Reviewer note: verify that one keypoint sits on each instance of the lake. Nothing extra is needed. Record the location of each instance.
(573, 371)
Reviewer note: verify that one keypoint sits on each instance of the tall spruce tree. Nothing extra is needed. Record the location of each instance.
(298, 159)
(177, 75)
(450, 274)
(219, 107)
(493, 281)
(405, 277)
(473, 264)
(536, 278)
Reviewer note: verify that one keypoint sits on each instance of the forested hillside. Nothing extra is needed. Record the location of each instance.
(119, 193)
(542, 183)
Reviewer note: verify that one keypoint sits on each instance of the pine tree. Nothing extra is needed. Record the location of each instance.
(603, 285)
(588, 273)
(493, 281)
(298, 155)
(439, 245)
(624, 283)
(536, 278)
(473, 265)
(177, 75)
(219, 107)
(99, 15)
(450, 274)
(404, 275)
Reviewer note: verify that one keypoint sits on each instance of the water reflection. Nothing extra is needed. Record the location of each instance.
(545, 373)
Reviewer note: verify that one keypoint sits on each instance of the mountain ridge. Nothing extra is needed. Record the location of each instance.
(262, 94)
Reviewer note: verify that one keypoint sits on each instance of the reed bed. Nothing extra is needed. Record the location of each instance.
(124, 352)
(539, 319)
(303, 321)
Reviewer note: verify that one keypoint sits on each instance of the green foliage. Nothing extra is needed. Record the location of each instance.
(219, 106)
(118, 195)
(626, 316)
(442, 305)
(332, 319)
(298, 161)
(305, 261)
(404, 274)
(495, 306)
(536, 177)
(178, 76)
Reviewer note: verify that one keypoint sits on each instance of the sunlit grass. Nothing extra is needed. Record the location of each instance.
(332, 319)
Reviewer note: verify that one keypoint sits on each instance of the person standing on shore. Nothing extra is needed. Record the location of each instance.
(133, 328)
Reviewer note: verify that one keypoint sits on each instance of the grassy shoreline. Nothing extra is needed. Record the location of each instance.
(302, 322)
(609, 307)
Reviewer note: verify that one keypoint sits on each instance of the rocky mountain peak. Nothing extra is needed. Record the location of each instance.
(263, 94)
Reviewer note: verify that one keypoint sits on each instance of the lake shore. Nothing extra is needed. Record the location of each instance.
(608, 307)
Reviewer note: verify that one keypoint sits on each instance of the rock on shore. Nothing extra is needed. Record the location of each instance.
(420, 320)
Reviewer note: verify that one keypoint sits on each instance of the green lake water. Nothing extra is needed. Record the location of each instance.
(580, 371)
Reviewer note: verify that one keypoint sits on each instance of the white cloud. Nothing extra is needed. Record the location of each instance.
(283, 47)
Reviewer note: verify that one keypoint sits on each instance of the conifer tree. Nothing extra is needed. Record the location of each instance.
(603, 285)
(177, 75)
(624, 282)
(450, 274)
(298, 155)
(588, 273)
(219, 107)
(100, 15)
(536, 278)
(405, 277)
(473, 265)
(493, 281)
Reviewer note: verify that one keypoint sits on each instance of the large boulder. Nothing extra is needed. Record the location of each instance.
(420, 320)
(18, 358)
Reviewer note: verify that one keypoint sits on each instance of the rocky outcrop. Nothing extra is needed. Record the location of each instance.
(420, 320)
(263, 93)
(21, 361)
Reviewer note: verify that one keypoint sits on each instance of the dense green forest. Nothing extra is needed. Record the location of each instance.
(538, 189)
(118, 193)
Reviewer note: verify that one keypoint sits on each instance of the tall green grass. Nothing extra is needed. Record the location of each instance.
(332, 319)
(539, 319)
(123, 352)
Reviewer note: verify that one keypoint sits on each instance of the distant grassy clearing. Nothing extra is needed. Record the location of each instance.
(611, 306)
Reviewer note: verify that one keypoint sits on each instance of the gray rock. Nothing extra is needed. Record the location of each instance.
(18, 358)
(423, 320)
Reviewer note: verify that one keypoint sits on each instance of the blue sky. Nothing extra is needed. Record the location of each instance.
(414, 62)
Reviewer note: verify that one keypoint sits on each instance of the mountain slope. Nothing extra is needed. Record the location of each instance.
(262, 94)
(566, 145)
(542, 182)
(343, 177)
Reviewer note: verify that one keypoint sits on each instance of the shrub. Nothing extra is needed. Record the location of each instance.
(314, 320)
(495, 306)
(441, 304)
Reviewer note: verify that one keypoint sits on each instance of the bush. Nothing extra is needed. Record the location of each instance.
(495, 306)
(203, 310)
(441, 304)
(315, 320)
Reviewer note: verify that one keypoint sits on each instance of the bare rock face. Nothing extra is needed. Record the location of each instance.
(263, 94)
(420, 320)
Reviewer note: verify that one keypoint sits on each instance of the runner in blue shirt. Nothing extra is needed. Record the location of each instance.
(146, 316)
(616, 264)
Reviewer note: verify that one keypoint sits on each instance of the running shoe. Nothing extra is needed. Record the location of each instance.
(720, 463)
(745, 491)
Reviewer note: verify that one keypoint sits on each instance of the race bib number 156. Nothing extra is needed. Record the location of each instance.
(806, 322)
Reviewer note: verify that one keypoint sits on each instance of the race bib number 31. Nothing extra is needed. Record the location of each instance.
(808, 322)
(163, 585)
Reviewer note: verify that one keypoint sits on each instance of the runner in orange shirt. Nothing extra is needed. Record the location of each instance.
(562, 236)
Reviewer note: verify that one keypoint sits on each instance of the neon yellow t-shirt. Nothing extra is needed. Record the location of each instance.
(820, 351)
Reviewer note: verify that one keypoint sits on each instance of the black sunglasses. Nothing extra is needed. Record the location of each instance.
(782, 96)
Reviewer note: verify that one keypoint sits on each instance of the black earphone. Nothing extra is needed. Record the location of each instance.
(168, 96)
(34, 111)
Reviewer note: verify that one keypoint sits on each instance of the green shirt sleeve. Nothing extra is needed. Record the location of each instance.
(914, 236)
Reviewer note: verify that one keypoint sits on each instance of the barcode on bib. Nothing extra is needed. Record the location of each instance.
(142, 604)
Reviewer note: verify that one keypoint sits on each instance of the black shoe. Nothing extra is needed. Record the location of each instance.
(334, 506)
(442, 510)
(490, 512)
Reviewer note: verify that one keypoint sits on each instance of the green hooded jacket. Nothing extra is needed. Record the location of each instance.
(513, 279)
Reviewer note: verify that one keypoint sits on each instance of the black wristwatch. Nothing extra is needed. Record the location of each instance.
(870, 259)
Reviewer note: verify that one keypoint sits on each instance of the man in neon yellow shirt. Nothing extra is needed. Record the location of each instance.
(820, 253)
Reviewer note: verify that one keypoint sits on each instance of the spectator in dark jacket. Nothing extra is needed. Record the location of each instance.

WHAT YOU WILL DO: Locate "the black earphone." in the data above. Then repeat, exactly, its line and each line after it through the last, adding nothing.

TASK RESPONSE:
Reviewer note: verify that one keypoint sits on each instance of the black earphone. Nothing extra is needed. Record the location of each instance.
(168, 96)
(34, 111)
Reviewer note: verify that one keypoint sits on each instance of the green shirt sleeve. Nothing extra is needed. Record the location of each instance.
(914, 236)
Reviewer note: verify that one keypoint sits on each instance of the barcode on bib. Nothing extra is needed. Record the location of each instance.
(142, 604)
Reviewer note: verify that one keypoint sits on each instance of the black shoe. Nothing extra is needed. Record the location of each instance.
(334, 506)
(442, 510)
(490, 512)
Reviewer note: verify that one keypoint sits on each instance of the green hooded jacket. Nothing extra is needed. Record the location of each instance.
(513, 279)
Reviewer note: verify that one keypoint sits on each instance of the black wristwatch. Nothing extra is needed. Record the location of each instance.
(870, 259)
Reviewer note: verify that one keypoint sits on each instance of the man in neon yellow shirt. Nothing extra is needed. Record the location of each instance.
(820, 253)
Reviewer note: verify that one keypoint sits on each instance of the spectator in dark jacket. Nothing extra is needed. Record the location of each instance.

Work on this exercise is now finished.